_SHORT EXERCISE_: Output the data below in full, character for character.

_DATA EXTRACT_:
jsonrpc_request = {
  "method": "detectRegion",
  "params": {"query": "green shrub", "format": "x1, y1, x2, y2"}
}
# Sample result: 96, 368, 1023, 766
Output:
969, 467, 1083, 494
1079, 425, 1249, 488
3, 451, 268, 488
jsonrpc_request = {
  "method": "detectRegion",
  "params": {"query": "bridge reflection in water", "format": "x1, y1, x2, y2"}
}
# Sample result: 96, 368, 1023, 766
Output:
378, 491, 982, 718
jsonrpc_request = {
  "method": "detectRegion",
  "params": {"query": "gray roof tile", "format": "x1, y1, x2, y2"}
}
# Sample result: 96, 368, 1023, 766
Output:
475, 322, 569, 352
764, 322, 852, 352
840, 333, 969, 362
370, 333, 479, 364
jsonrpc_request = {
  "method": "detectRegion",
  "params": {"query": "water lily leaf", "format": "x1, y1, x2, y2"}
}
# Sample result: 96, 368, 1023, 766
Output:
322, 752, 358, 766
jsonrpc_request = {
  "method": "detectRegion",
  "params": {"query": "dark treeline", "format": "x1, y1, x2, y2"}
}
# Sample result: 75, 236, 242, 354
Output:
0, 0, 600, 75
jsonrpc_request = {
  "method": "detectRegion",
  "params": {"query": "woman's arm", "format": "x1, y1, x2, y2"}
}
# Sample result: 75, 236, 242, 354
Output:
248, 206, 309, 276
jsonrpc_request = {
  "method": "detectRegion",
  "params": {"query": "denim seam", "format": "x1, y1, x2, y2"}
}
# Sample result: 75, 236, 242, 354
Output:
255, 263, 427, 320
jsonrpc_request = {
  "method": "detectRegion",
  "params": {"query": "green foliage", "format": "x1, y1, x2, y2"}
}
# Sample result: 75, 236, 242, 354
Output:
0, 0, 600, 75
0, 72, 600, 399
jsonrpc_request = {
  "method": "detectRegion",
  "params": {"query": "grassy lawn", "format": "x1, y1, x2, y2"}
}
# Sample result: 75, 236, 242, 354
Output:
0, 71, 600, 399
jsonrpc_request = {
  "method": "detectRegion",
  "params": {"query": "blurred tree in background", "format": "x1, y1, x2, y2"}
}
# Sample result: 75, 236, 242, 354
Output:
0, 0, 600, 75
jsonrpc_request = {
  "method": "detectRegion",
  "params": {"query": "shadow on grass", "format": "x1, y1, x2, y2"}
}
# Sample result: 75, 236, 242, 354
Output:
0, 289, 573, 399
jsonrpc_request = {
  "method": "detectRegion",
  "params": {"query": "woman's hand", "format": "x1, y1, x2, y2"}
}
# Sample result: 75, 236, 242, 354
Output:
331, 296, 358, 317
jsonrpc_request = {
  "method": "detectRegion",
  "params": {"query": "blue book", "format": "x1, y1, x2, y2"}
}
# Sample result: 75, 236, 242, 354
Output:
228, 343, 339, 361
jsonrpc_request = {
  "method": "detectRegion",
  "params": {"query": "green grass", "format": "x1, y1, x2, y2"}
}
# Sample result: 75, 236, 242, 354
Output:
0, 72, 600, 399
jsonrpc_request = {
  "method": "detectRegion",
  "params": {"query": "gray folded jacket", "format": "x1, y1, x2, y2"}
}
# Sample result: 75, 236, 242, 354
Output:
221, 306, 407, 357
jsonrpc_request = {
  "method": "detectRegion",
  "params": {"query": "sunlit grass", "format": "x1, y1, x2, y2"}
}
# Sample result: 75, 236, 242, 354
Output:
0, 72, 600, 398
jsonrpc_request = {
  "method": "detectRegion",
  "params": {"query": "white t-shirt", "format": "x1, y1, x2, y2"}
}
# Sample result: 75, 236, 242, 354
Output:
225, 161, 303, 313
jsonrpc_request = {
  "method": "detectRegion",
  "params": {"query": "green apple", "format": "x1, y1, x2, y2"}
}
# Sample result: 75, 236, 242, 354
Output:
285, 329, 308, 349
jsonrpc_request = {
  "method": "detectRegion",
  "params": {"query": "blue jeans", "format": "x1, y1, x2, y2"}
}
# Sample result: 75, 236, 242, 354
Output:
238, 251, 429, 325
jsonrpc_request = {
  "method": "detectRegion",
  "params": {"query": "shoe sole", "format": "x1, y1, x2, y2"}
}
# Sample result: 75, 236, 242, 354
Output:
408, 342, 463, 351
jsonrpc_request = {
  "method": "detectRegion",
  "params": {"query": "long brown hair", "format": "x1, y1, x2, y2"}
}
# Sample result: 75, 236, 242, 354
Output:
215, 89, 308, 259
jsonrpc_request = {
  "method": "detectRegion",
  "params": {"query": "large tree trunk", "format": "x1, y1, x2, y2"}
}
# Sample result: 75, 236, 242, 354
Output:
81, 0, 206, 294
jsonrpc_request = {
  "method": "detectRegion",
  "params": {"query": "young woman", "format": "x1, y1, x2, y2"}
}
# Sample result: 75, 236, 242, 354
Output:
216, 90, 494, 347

_IN RESPONSE_:
jsonrpc_request = {
  "method": "detectRegion",
  "params": {"query": "green shrub", "format": "x1, y1, x2, y2"}
}
# Sample result: 96, 368, 1023, 766
Output:
969, 467, 1083, 494
1079, 425, 1249, 488
3, 451, 268, 488
jsonrpc_request = {
  "method": "detectRegion",
  "params": {"query": "bridge reflection in water", "format": "x1, y1, x2, y2"}
}
# Sample result: 96, 368, 1023, 766
Output:
378, 491, 982, 718
jsonrpc_request = {
  "method": "detectRegion",
  "params": {"query": "gray roof tile", "format": "x1, y1, x2, y2"}
}
# Sample result: 96, 368, 1023, 766
Output:
475, 322, 569, 352
764, 322, 852, 352
840, 333, 969, 362
370, 333, 479, 364
jsonrpc_request = {
  "method": "detectRegion",
  "params": {"query": "water lily leaf", "format": "x1, y1, x2, y2"}
}
# Sample result: 96, 368, 1023, 766
Output:
322, 752, 358, 766
jsonrpc_request = {
  "method": "detectRegion",
  "params": {"query": "dark treeline", "format": "x1, y1, x2, y2"}
}
# Sample result: 75, 236, 242, 354
Output:
0, 0, 600, 75
jsonrpc_request = {
  "method": "detectRegion",
  "params": {"query": "woman's arm", "format": "x1, y1, x2, y2"}
}
# Sample result: 75, 236, 242, 354
Output:
248, 206, 309, 276
jsonrpc_request = {
  "method": "detectRegion",
  "params": {"query": "denim seam", "format": "x1, y1, x2, y2"}
}
# Sample result: 75, 236, 242, 354
Output:
255, 263, 427, 320
jsonrpc_request = {
  "method": "detectRegion",
  "params": {"query": "green foliage", "format": "x1, y1, x2, y2"}
}
# Sample result: 75, 236, 242, 354
Output:
0, 0, 600, 75
0, 72, 600, 399
jsonrpc_request = {
  "method": "detectRegion",
  "params": {"query": "grassy lawn", "format": "x1, y1, x2, y2"}
}
# Sample result: 75, 236, 242, 354
Output:
0, 71, 600, 399
jsonrpc_request = {
  "method": "detectRegion",
  "params": {"query": "blurred tree in background", "format": "x1, y1, x2, y2"}
}
# Sample result: 75, 236, 242, 354
Output:
0, 0, 600, 75
jsonrpc_request = {
  "method": "detectRegion",
  "params": {"query": "shadow on grass", "format": "x1, y1, x2, y2"}
}
# Sample result: 75, 236, 242, 354
Output:
0, 289, 573, 399
jsonrpc_request = {
  "method": "detectRegion",
  "params": {"query": "woman's hand", "format": "x1, y1, x2, y2"}
}
# Sample result: 75, 236, 242, 354
Output:
331, 296, 358, 317
jsonrpc_request = {
  "method": "detectRegion",
  "params": {"query": "blue book", "format": "x1, y1, x2, y2"}
}
# Sample result: 75, 236, 242, 354
Output:
228, 343, 339, 361
jsonrpc_request = {
  "method": "detectRegion",
  "params": {"query": "green grass", "format": "x1, y1, x2, y2"}
}
# Sample result: 75, 236, 242, 354
Output:
0, 72, 600, 399
jsonrpc_request = {
  "method": "detectRegion",
  "params": {"query": "gray folded jacket", "format": "x1, y1, x2, y2"}
}
# Sample result: 75, 236, 242, 354
Output:
221, 306, 407, 357
jsonrpc_request = {
  "method": "detectRegion",
  "params": {"query": "sunlit grass", "format": "x1, y1, x2, y2"}
}
# Sample result: 75, 236, 242, 354
Output:
0, 72, 600, 398
jsonrpc_request = {
  "method": "detectRegion",
  "params": {"query": "white t-shirt", "format": "x1, y1, x2, y2"}
}
# Sample result: 75, 236, 242, 354
Output:
225, 161, 303, 313
jsonrpc_request = {
  "method": "detectRegion",
  "params": {"query": "green apple", "format": "x1, y1, x2, y2"}
}
# Sample result: 75, 236, 242, 354
Output:
285, 329, 308, 349
jsonrpc_request = {
  "method": "detectRegion",
  "params": {"query": "blue jeans", "format": "x1, y1, x2, y2"}
}
# Sample result: 75, 236, 242, 354
Output:
238, 251, 429, 325
jsonrpc_request = {
  "method": "detectRegion",
  "params": {"query": "shoe sole", "format": "x1, y1, x2, y2"}
}
# Sample result: 75, 236, 242, 354
Output:
408, 342, 463, 351
jsonrpc_request = {
  "method": "detectRegion",
  "params": {"query": "long brown hair", "format": "x1, y1, x2, y2"}
}
# Sample result: 75, 236, 242, 354
Output:
215, 89, 308, 259
jsonrpc_request = {
  "method": "detectRegion",
  "params": {"query": "large tree trunk", "format": "x1, y1, x2, y2"}
}
# Sample result: 75, 236, 242, 354
Output:
81, 0, 206, 294
jsonrpc_request = {
  "method": "detectRegion",
  "params": {"query": "young woman", "format": "x1, y1, x2, y2"}
}
# Sample result: 75, 236, 242, 354
Output:
216, 90, 494, 347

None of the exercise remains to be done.